_THINGS TO DO_
1/ List every swear word used in the blog post about 2015 and the writer's Lyme relapse, including its title.
2/ Keep writing the blog post about 2015 and the writer's Lyme relapse, picking up right after its last line.

_EXTRACT_
^^^^

Damn, Where The Hell Did 2015 Go?

Hey everyone. Yep, I’m still alive. I know I said I would try and start posting again, and I really have been meaning to. However, I’ve been struggling over the past few months. I don’t really know how to describe it other than by saying I still haven’t recovered from my latest relapse of Lyme symptoms. For the second time, when they recurred, my cognitive function was really hit hard. I stumble over my words; I know exactly what I want to say, but there’s a disconnect somewhere when I’m trying to actually communicate whatever it is that I’m trying to convey. To put it bluntly, it fucking sucks, especially when the one thing I have always prided myself on over the course of my entire life is my unique advanced mental capabilities.

But whatever. I’ve been dwelling on it so much lately that I don’t really want to get into it right now. Anyways, let me just say this:

Holy shit.

^^^^

_RECORDS PROVIDED_
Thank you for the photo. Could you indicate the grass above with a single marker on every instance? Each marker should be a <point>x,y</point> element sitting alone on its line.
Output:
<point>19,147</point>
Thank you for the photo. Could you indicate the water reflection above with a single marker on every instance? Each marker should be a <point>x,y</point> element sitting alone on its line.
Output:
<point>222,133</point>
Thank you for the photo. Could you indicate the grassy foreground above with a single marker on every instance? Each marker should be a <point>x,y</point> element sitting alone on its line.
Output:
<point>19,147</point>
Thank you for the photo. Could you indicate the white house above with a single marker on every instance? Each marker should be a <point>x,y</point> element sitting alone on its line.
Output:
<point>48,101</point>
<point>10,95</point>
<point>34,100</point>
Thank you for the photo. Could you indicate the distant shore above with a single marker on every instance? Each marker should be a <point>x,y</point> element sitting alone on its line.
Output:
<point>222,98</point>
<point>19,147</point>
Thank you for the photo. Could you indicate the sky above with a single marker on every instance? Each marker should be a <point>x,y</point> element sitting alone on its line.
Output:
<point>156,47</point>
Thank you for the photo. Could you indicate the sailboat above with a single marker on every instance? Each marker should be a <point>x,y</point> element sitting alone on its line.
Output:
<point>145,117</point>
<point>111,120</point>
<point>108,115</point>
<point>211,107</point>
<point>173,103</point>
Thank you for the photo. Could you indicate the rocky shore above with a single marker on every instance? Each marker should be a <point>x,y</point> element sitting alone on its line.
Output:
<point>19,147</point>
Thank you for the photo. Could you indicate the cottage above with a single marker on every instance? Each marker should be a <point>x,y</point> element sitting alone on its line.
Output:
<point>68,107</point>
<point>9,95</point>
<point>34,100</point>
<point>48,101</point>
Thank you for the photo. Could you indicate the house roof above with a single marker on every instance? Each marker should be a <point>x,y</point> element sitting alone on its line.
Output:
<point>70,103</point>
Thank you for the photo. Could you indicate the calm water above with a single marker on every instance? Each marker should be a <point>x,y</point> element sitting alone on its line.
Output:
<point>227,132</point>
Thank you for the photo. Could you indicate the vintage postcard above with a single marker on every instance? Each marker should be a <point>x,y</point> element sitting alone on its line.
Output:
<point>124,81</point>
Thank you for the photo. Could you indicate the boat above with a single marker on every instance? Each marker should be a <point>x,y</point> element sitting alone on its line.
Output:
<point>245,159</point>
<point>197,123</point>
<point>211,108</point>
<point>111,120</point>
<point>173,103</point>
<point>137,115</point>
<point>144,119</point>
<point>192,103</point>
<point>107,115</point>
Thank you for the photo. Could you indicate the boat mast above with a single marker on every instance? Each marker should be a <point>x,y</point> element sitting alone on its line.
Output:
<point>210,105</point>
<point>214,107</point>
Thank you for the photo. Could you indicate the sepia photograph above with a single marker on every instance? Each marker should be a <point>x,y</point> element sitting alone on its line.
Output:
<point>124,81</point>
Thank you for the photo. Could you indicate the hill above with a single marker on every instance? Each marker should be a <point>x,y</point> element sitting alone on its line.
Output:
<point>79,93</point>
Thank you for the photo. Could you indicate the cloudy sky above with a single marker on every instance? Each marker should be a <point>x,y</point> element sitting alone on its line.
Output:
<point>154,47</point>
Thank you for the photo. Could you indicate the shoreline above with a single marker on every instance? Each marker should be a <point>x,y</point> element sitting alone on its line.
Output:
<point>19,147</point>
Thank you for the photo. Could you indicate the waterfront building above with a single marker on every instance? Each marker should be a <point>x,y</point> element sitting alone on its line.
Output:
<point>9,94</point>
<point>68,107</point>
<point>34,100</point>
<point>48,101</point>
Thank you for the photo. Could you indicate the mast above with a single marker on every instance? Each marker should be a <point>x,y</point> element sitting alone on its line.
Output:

^^^^

_ANSWERS BY TASK_
1/ Damn, Hell, fucking, shit

2/
It’s already Christmas Eve?! How the hell did that happen? I’m not used to time flying by. I’ve only had five years of practice, and in those five years so many things have changed so drastically, it would be hard for me to keep up with even without factoring in time starting to seem to fly. Ever since my grandma died in June of 2010, at the end of my 6th grade year, time has flown by. I remember thinking to myself on the morning of 7th grade field day, in June of 2011, “Wait, it’s almost summer already? Didn’t school, like, just start again??”

2015 has been a pretty crappy year in itself, too. Well, maybe not majorly crappy so much as insanely stressful and marked by a horrible, monumentally life-altering event: my grandpa died in March.

My grandpa, my Papa, my mom’s dad… is dead.

Mammy & Papa

My mom’s parents. My Mammy and Papa. ❤

Both of my mom’s parents are now dead. Both died within the past five years. Both were my nice grandparents. My dad’s parents… well, I’ve had troubles with them in the past, and I’ll just leave it at that for now. Don’t get me wrong – I love them more than words can say and wouldn’t hesitate to take a bullet for either of them – but, basically, both of my nice grandparents are dead.

I can’t believe it’s Christmas Eve right now. What the fuck happened? It seems like it was Christmas just a couple months ago! This is freaking insane! I’m not used to this. I hate time flying. Especially because now it just makes Mammy and Papa move farther and farther away quicker and quicker.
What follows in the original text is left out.